— Begin Raw data —
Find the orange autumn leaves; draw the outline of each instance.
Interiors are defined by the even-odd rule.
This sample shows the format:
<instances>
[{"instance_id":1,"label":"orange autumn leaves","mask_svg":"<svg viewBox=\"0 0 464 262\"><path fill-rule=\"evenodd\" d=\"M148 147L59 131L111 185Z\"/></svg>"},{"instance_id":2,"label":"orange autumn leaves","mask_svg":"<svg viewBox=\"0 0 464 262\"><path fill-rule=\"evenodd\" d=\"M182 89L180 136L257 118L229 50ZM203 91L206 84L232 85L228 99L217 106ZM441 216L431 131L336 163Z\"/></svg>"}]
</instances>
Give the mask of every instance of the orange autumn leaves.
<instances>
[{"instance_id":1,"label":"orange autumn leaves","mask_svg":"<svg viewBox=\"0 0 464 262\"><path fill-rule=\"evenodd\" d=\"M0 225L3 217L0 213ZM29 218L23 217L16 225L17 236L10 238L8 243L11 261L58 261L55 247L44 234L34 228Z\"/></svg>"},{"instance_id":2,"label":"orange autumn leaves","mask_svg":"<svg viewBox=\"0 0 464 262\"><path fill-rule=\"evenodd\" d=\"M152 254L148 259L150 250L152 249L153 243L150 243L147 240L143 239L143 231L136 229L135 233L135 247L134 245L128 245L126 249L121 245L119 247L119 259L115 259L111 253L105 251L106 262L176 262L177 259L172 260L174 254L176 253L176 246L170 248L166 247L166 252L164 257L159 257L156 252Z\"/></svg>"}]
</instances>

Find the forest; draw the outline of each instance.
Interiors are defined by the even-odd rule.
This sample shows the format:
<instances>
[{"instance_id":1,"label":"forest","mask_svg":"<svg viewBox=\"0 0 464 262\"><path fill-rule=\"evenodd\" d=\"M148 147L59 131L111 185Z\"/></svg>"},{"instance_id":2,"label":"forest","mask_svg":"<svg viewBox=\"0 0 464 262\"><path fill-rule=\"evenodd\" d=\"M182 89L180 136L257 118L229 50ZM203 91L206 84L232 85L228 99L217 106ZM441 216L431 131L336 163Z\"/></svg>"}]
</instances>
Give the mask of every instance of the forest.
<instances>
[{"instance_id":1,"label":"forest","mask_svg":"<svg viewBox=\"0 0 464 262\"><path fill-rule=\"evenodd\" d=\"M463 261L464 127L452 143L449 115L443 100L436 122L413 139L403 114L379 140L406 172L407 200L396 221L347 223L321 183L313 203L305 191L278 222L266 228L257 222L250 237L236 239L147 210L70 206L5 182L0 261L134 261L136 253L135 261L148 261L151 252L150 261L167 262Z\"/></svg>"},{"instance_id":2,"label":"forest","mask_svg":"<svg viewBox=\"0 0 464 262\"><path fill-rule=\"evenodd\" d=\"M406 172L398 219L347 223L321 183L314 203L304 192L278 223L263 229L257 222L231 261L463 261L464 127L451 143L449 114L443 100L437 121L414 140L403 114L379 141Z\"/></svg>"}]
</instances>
— End Raw data —
▶ [Problem details]:
Every record above needs to be repeated word for word.

▶ [Exercise solution]:
Find the orange autumn leaves; draw the outline of each instance.
Interiors are defined by the even-odd rule.
This sample shows the format:
<instances>
[{"instance_id":1,"label":"orange autumn leaves","mask_svg":"<svg viewBox=\"0 0 464 262\"><path fill-rule=\"evenodd\" d=\"M148 147L59 131L111 185Z\"/></svg>"},{"instance_id":2,"label":"orange autumn leaves","mask_svg":"<svg viewBox=\"0 0 464 262\"><path fill-rule=\"evenodd\" d=\"M182 89L180 136L257 118L229 50ZM203 91L206 84L232 85L228 99L217 106ZM441 216L431 131L336 163Z\"/></svg>"}]
</instances>
Give the mask of every instance of the orange autumn leaves.
<instances>
[{"instance_id":1,"label":"orange autumn leaves","mask_svg":"<svg viewBox=\"0 0 464 262\"><path fill-rule=\"evenodd\" d=\"M0 225L3 217L0 213ZM29 218L23 217L16 225L17 236L10 238L8 243L11 261L58 261L55 247L44 234L34 228Z\"/></svg>"},{"instance_id":2,"label":"orange autumn leaves","mask_svg":"<svg viewBox=\"0 0 464 262\"><path fill-rule=\"evenodd\" d=\"M152 254L148 259L150 250L152 249L153 243L150 243L147 240L143 239L143 231L136 229L135 233L135 247L134 245L128 245L126 249L121 245L119 247L119 259L115 259L111 253L105 251L106 262L176 262L177 259L172 260L174 254L176 253L176 246L170 248L166 247L166 252L164 257L159 257L156 252Z\"/></svg>"}]
</instances>

Find the forest; draw the outline of each instance.
Interiors are defined by the even-odd rule.
This sample shows the format:
<instances>
[{"instance_id":1,"label":"forest","mask_svg":"<svg viewBox=\"0 0 464 262\"><path fill-rule=\"evenodd\" d=\"M148 147L59 131L111 185Z\"/></svg>"},{"instance_id":2,"label":"forest","mask_svg":"<svg viewBox=\"0 0 464 262\"><path fill-rule=\"evenodd\" d=\"M182 89L180 136L257 118L229 50ZM203 91L206 84L232 85L228 99L217 106ZM441 216L431 131L336 163Z\"/></svg>"}]
</instances>
Give the mask of every instance of the forest.
<instances>
[{"instance_id":1,"label":"forest","mask_svg":"<svg viewBox=\"0 0 464 262\"><path fill-rule=\"evenodd\" d=\"M463 261L464 127L452 143L449 115L443 100L436 122L413 139L403 114L379 140L406 172L407 200L396 221L347 223L321 183L313 203L305 191L278 222L266 228L257 222L250 237L236 239L147 210L70 206L5 182L0 261L134 261L136 253L135 261L148 261L151 252L150 261L167 262Z\"/></svg>"},{"instance_id":2,"label":"forest","mask_svg":"<svg viewBox=\"0 0 464 262\"><path fill-rule=\"evenodd\" d=\"M406 172L398 219L347 223L321 183L314 203L304 192L278 223L263 229L257 222L231 261L463 261L464 127L451 143L449 114L443 100L437 121L414 140L403 114L379 141Z\"/></svg>"}]
</instances>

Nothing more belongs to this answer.